Home
2010 open dates
 
July 3 & 4 | Aug 7 | Sept 4 | Oct 2
 & Nov 6 Artists for Pasaquan Day
(Pasaquan is open ONLY on these days)
 
Tri Co. Journal Article E-mail
Tuesday, 21 June 2005
Link:  http://www.tjournal.com/

Pasaquan to open for tours
By RICHARD HARRIS
(From the June 15, 2005 issue)

Pasaquan -- It's tucked away in the woods on a country road a few miles outside of Buena Vista and has been called one of the most important folk art sites in America by art critics and historians. It could also be called the area's most promising potential tourist attraction, despite the fact that it's in need of repair and is open only on a limited basis.
Pasaquan is the former home of late artist Eddie Owens Martin (also known as "St. EOM") and may be poised to become a more popular tourist attraction thanks to efforts by the Pasaquan Preservation Society.
   One of the first steps in the promotion of the site is the announcement that it will be open for visitors on the last Saturday of the month from 10 a.m. to 4 p.m. from now through October. Admission will be $5 per person (free for children 5 and younger).
   It is hoped that this modest opening schedule will be only a very small step to what the site will become, as the Preservation Society has grand visions of restoration and the formation of a legitimate museum that will be open on a regular basis.
   "The Pasaquan Preservation Society has a long-range plan for opening the site as a museum on a regular basis and employing up to six people to run the museum," said Fred Fussel, board member, artist and 'folklorist.' "The goal for opening on a permanent basis is July 4, 2008, which would be St. EOM's 100th birthday."
   While finding the funding for the needed restoration is an uphill battle, Fussell and fellow board members are confident that it can be done.
   "If we can get one or two major funding sources, it's possible," he said.
   An estimated $2.5 million will need to be raised over the next three to five years in order to completely restore the structures at Pasaquan, to construct a visitor's center with adequate restrooms and a small gift shop, and to hire a staff who will establish a variety of educational programs and special events, manage the facility on a daily basis and maintain the buildings and grounds.
   In addition to repair and restoration of the colorful walls, "totem poles" and various other art structures around the main building, the house itself, which was built around 1880, is in need of work. This includes repairs to the roof and addressing some ground water seepage.
   Many local residents may not realize that Pasaquan is often described as an "internationally acclaimed visionary art site" by people all over the world. It - and "St. EOM" - have been featured in dozens of newspaper, magazine, internet and book articles in local, regional and national publications, including the New York Times, Smithsonian Magazine, various international magazines, the San Francisco Chronicle, The New Georgia Guide and others.

Collected data entries »
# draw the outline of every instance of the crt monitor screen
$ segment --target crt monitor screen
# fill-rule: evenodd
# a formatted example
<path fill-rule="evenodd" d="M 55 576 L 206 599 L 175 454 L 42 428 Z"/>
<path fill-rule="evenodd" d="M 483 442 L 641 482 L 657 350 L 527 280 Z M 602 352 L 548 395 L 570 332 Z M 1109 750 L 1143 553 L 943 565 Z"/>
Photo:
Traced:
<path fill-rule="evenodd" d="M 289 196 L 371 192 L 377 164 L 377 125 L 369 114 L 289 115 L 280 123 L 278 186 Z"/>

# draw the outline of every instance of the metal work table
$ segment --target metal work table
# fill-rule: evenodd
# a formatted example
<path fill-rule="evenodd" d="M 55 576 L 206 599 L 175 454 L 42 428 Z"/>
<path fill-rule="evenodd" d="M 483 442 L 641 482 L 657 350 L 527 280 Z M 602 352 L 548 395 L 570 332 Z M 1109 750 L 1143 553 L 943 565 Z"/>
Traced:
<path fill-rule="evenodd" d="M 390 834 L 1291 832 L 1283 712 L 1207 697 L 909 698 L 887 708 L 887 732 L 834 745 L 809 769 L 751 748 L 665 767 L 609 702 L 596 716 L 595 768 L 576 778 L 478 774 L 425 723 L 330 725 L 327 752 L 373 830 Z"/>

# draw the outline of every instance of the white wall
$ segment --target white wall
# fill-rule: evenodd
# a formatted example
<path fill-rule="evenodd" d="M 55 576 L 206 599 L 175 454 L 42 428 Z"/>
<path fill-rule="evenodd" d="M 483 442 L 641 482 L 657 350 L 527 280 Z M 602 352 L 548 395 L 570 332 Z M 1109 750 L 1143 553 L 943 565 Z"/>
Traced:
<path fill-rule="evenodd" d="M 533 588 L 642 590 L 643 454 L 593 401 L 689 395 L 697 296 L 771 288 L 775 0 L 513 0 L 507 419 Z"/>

...

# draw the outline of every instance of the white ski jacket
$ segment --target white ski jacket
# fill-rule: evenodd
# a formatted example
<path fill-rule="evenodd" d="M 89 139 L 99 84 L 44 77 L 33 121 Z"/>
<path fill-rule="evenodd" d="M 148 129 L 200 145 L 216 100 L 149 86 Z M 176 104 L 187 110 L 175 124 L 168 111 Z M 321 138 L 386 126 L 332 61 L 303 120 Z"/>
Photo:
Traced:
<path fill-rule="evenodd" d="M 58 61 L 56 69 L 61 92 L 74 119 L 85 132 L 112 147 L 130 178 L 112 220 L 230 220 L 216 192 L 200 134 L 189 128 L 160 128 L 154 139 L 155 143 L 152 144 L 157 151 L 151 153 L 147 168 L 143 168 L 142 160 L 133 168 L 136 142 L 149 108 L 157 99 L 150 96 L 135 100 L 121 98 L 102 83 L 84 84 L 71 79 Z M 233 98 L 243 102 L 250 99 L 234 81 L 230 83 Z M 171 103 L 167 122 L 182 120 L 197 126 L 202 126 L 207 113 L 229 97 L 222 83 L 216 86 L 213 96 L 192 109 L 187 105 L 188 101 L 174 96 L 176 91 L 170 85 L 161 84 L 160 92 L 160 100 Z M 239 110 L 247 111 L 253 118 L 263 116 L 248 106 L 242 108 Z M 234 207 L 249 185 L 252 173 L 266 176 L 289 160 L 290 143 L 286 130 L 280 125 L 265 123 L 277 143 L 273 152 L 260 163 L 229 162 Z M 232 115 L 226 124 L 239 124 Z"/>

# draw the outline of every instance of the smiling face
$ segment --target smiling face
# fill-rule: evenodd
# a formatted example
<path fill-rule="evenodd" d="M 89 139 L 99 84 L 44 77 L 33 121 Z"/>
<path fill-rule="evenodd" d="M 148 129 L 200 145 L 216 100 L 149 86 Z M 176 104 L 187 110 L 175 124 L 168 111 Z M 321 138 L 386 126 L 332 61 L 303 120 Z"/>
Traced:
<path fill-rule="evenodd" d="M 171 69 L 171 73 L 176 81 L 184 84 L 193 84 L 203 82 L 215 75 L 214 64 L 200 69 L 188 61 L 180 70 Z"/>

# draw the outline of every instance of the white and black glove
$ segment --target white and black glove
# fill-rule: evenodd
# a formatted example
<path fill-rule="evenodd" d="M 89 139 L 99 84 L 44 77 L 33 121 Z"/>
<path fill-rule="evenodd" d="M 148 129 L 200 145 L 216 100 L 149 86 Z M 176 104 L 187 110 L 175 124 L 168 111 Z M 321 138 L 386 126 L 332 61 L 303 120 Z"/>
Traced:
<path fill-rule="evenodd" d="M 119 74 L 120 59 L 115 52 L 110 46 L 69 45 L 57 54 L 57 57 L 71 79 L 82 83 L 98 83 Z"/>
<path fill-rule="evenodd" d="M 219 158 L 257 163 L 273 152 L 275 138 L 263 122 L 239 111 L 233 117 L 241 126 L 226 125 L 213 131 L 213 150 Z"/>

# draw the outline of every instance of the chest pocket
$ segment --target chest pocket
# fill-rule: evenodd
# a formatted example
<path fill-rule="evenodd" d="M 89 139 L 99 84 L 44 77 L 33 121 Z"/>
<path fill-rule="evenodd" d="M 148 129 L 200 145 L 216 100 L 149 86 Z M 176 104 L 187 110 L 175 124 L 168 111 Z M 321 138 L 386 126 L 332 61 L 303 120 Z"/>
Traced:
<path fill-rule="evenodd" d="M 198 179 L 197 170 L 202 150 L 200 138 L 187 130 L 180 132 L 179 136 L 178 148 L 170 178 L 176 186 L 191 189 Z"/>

* * *

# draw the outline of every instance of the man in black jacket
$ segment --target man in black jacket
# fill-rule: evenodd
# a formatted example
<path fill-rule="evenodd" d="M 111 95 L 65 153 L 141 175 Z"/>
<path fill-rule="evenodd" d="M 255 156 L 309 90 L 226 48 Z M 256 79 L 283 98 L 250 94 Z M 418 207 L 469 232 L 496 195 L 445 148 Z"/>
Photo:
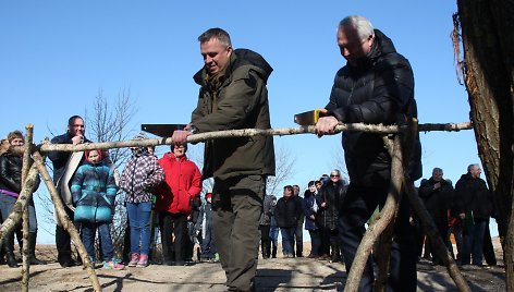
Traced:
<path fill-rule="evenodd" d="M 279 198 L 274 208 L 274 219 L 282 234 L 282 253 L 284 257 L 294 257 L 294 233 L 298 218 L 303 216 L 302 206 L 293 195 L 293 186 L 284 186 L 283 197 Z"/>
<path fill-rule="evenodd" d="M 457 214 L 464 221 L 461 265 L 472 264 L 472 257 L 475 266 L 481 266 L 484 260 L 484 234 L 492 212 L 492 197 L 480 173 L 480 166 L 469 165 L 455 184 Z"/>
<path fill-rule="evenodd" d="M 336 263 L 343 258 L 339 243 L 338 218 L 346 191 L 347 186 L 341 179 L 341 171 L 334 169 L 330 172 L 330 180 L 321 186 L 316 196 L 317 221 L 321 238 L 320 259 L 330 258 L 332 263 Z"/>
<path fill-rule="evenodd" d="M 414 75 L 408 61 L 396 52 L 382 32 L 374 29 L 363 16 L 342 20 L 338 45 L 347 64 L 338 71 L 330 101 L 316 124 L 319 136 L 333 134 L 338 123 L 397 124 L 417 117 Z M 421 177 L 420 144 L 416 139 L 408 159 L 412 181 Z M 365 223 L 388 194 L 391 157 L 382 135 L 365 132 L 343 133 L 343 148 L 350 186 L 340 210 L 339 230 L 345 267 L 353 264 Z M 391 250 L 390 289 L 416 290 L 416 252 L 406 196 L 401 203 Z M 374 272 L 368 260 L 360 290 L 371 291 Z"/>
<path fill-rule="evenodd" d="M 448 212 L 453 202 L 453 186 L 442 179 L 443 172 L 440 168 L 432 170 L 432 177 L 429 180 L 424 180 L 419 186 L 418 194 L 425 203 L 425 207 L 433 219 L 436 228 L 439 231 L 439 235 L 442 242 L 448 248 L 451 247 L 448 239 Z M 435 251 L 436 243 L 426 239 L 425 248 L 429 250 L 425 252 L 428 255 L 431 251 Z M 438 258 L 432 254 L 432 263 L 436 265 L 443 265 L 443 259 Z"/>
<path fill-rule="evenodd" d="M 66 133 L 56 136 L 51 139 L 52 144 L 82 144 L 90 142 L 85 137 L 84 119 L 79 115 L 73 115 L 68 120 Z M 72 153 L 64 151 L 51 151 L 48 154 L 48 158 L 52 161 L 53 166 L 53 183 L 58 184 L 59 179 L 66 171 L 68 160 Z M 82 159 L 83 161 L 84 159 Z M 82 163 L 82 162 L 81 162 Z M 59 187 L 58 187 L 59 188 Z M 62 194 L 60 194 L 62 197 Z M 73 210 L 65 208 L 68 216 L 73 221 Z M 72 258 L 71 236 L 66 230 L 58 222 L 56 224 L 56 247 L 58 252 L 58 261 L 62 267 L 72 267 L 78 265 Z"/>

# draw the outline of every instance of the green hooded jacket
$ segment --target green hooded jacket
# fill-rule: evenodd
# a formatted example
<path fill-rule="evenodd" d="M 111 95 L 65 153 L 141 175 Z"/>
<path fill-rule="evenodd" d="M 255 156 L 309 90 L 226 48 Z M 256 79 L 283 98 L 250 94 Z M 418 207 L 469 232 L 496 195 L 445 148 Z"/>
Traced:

Stated task 1 » Name every publication that the Pasaquan article identifies by title as having featured the site.
Stated task 2 » Write the next few sentences of the Pasaquan article, picking up after its final sentence.

Answer 1 » The New York Times, Smithsonian Magazine, the San Francisco Chronicle, The New Georgia Guide

Answer 2 »
   "At least three nationally-aired documentary films or television programs have featured Pasaquan, too," noted Fussell. "BBC television in London featured Pasaquan in a three-hour special on extraordinary art sites around the globe. It was the only site in Georgia to be included.
   New York Times art critic John Russell wrote, "(Pasaquan) was, and doubtless is, an astonishing sight."
   With proper care and promotion, the Preservation Society believes Buena Vista can share this extraordinary place with the world. It's also believed by some to be the key to local economic development.
   "Once it is properly restored and widely advertised, Pasaquan will draw visitors from everywhere and in large numbers," said Fussell. "One of the frustrations of the Pasaquan Board during the past 10 years or more has been the necessity of having to deny the requests of literally thousands of art lovers who wanted to come here and tour the site. But until there has been an adequate stabilization of the buildings and the surrounding grounds, visitor numbers have to be very carefully limited and controlled."
   But if restoration and expansion plans are successful, that is expected to change.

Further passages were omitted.